## Given passage
=== Begin Enclosure ===
Role of γ‐Aminobutyric Acid in the Mitigation of Abiotic Stress in Plants

Abiotic stress is an important factor that limits the growth and productivity of plants. Plants use several metabolites to overcome such stress; one such metabolite synthesized and utilized by the plants is γ-aminobutyric acid (GABA), discovered quite a long time back. However, its role in plants was not well studied until recently when it is known that GABA not only acts as a signaling molecule but is also a metabolite conferring protective role in plants. GABA is synthesized using α-ketoglutarate, an intermediate of citric acid cycle by a two-step pathway known as GABA shunt. The main enzymes involved in GABA synthesis are glutamate dehydrogenase (GDH) and glutamate decarboxylase (GAD). Several other compounds such as glutamate and polyamines can also synthesize GABA. When externally applied, GABA enhances the endogenous level, ultimately increasing the level of other protective metabolites and enzymes, as well as triggering the expression of genes involved in ameliorating the adverse effects of stressors such as drought, salinity, hypoxia, and heat. Recent studies have shown that when plants are grown under any stress condition, the cytosolic level of Ca2+ increases inducing the activity of Ca2+-calmodulin (CaM)-dependent GAD, ultimately enhancing the endogenous GABA concentration. This chapter mainly deals with the metabolic pathway of GABA synthesis and protective action of GABA in terms of various molecular and biochemical mechanisms evolved by the plants to survive under different abiotic stresses.
=== End Enclosure ===
## Directions
According to the GABA abstract above, which two enzymes are the main ones involved in GABA synthesis?

Referring-expression pointing data
=== Begin Enclosure ===
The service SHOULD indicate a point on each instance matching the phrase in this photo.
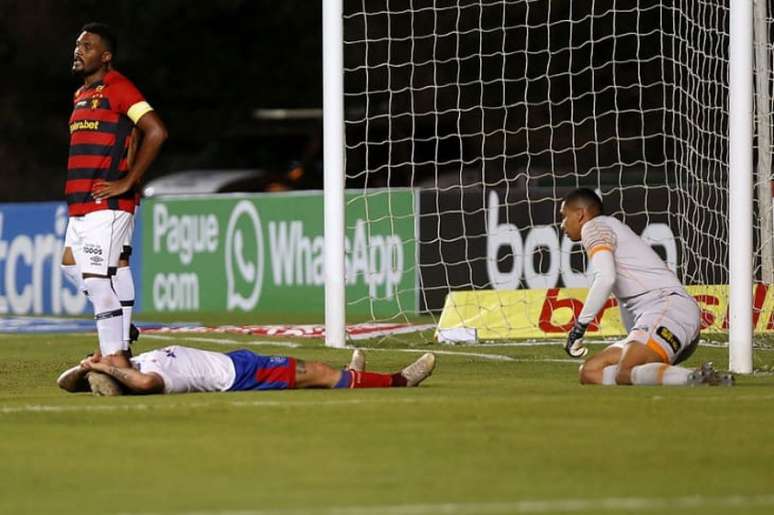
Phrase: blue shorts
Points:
(256, 372)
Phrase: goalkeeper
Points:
(178, 369)
(661, 318)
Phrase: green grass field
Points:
(495, 430)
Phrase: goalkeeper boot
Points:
(357, 363)
(103, 385)
(420, 370)
(134, 334)
(706, 374)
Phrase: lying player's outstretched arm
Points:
(135, 381)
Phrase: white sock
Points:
(660, 373)
(608, 374)
(74, 277)
(107, 313)
(123, 284)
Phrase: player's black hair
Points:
(105, 32)
(586, 197)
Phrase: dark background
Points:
(204, 66)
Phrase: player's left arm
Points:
(603, 265)
(154, 133)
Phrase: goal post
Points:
(489, 111)
(333, 170)
(740, 160)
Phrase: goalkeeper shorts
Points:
(669, 327)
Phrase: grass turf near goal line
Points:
(483, 435)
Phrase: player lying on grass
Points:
(178, 369)
(662, 319)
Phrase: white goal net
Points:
(489, 111)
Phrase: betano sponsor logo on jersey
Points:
(84, 125)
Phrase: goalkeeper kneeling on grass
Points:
(178, 369)
(662, 319)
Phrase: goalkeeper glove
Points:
(574, 346)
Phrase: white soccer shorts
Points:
(669, 327)
(97, 239)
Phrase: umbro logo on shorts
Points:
(670, 338)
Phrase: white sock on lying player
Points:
(608, 374)
(660, 373)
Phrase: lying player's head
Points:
(578, 207)
(94, 49)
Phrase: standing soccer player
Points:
(662, 319)
(101, 188)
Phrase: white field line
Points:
(480, 355)
(143, 407)
(228, 341)
(53, 408)
(618, 504)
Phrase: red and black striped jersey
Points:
(104, 114)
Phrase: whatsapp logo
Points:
(244, 257)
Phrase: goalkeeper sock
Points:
(608, 374)
(353, 379)
(660, 373)
(123, 284)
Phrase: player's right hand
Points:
(574, 345)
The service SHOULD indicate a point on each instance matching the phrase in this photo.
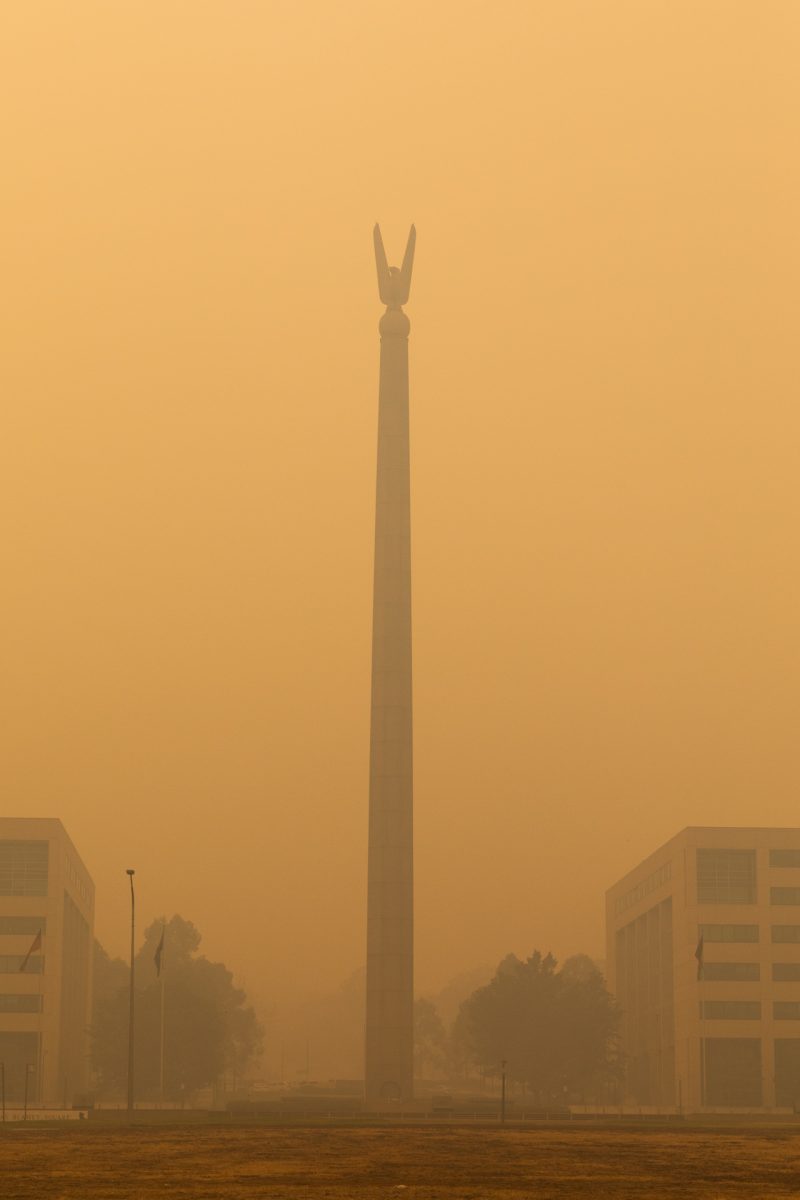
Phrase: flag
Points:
(36, 945)
(160, 952)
=== End Enclosure ===
## Final answer
Glutamate dehydrogenase (GDH) and glutamate decarboxylase (GAD).